-- Start of Given passage --

If so, it would mean it's pretty easy for Google to determine which sites you're on from the pattern of hashes sent for each site. e.g. I see this data sent in the clear for pretty much every page on https://www.facebook.com/


Is this malicious site detection by any chance, or does that use a different mechanism?



>I believe Microsoft sends the data back by SSL, so it's harder to verify even that than you'd expect.

Please. Adding my own SSL cert to my own laptop is not harder than I'd expect. Certainly not harder than many other things you did in setting up this experiment.


are you claiming that google never scrapes bing search results pages? or any other search result pages?


poacher69, we crawl the public web. Anyone that blocks us out with robots.txt, we won't crawl. If you check bing.com/robots.txt, it has "Disallow: /search" . So no, we won't crawl Bing's search results pages. If anything, users tend to complain when search results from Lycos or wherever show up in Google.


http://www.bing.com/robots.txt User-agent: * Disallow: /search

Funny thing: http://www.google.com/search?q=site%3Abing.com%2Fsearch%2F

I was gonna call out Matt for crawling bing's search results but I'm guessing Microsoft hasn't realized they return results from the /Search/ folder. ;)


Once again Microsoft is bitten by expecting case insensitivity.


matt, how does google do competitive relevance evaluations without scraping Bing?


From my experience, Googlebot doesn't crawl pages that are blocked in robots.txt files. Check out Bing's robots.txt: http://bing.com/robots.txt - notice how /search is disallowed. That typically means that Googlebot isn't able to access that page. The same for the other search engines, it's more down to if they specify (through robots.txt) that Googlebot isn't allowed to crawl those results.


Given that Google appears to have an active program to monitor the results of search queries on Bing and to track Bing's page rankings and the ways in which they change over time in (How else is this more likely to have come to their attention?), they should hardly be shocked, shocked to find Microsoft doing something similar.

-- End of Given passage --

Problem 1
In the comment thread about search engine crawling, which line in Bing's robots.txt is quoted to show that its search results are off-limits to crawlers?
The records are unrelated to the comment thread above.

-- Start of Excerpted records --

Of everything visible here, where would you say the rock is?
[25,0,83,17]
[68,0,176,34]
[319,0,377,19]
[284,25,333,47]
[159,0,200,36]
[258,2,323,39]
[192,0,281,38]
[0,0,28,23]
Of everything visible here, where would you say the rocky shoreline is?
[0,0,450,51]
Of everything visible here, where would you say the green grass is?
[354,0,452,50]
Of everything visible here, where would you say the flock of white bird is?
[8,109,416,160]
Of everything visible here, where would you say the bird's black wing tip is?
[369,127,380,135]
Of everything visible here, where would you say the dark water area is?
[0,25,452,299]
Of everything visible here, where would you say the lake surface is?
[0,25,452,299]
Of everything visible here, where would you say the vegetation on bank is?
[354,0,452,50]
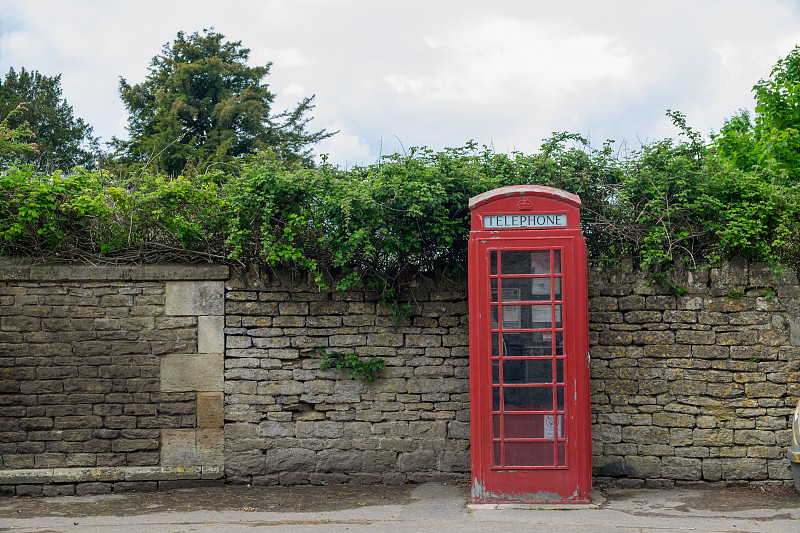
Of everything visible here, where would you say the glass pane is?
[503,359,553,383]
[506,415,553,439]
[503,387,553,411]
[530,250,550,274]
[501,278,550,302]
[500,250,550,274]
[503,332,553,357]
[525,305,553,329]
[503,305,527,329]
[531,278,558,302]
[541,415,564,439]
[505,442,554,466]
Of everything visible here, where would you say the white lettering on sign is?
[483,213,567,229]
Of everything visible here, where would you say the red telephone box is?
[469,185,592,503]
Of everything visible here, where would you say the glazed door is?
[470,238,591,502]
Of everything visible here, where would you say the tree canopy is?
[0,68,99,172]
[115,29,332,175]
[714,47,800,183]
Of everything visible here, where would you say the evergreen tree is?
[114,29,333,175]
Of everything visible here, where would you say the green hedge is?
[0,130,800,299]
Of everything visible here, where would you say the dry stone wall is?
[0,261,228,495]
[589,261,800,487]
[225,272,469,484]
[0,260,800,494]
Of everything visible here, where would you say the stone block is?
[722,458,767,481]
[262,448,316,473]
[317,450,363,472]
[197,315,225,353]
[661,457,703,481]
[161,353,224,392]
[625,456,662,478]
[161,429,224,467]
[164,281,225,316]
[197,392,225,428]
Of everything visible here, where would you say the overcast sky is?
[0,0,800,166]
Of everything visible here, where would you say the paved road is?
[0,483,800,533]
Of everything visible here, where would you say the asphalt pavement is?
[0,483,800,533]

-- End of Excerpted records --

Problem 2
Copy out the part of the records that opens with the line containing "Of everything visible here, where would you say the vegetation" and closes with the line containing "[0,130,800,299]", keeping both of those lines. Omit any pictures.

Right answer 1
"Disallow: /search"

Right answer 2
Of everything visible here, where would you say the vegetation on bank is?
[354,0,452,50]
Of everything visible here, where would you say the glass pane is?
[503,359,553,383]
[506,415,553,439]
[503,387,553,411]
[530,250,550,274]
[501,278,550,302]
[500,250,550,274]
[503,332,553,357]
[525,305,553,329]
[503,305,527,329]
[531,278,558,302]
[541,415,564,439]
[505,442,554,466]
Of everything visible here, where would you say the white lettering on sign is?
[483,213,567,229]
Of everything visible here, where would you say the red telephone box is?
[469,185,592,503]
Of everything visible here, where would you say the glazed door is?
[470,238,591,502]
Of everything visible here, where would you say the tree canopy is?
[0,68,99,172]
[115,29,332,175]
[714,47,800,183]
Of everything visible here, where would you say the evergreen tree is?
[114,29,333,175]
Of everything visible here, where would you say the green hedge is?
[0,130,800,299]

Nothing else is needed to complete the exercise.